▶ [WHAT TO WORK ON]
Tally the lines below that contain the word "grille", then give the tally alone.

▶ [EXCERPTED DATA]
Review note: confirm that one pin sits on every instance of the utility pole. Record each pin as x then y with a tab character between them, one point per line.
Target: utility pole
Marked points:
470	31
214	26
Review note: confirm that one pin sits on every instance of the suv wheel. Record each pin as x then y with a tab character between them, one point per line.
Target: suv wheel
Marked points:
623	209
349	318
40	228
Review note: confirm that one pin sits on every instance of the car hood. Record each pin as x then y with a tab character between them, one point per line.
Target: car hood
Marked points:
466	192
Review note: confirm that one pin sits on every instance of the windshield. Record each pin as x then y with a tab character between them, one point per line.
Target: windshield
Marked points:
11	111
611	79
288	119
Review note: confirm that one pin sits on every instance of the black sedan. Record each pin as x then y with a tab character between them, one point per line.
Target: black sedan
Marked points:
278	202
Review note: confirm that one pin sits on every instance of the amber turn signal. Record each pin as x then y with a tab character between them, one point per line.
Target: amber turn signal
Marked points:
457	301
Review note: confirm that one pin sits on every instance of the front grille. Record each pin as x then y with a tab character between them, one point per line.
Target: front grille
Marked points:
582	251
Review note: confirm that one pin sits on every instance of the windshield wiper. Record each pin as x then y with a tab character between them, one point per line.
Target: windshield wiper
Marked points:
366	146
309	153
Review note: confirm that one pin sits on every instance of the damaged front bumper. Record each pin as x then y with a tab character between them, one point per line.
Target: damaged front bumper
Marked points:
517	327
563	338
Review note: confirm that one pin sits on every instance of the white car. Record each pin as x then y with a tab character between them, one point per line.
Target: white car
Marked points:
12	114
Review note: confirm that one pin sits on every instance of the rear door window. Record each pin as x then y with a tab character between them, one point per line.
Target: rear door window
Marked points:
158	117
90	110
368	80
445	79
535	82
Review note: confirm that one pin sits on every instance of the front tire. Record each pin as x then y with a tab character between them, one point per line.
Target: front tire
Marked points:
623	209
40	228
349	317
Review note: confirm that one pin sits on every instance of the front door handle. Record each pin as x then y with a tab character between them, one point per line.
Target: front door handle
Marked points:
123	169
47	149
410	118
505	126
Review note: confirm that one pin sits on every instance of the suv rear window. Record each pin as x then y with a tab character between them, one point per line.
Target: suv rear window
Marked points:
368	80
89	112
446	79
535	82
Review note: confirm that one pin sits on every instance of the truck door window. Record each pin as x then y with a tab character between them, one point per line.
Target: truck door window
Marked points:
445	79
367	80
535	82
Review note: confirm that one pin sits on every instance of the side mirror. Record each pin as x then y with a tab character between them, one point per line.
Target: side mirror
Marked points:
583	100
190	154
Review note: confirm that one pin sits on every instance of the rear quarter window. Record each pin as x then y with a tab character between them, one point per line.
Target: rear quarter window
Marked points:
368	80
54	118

▶ [WRITTEN SOLUTION]
2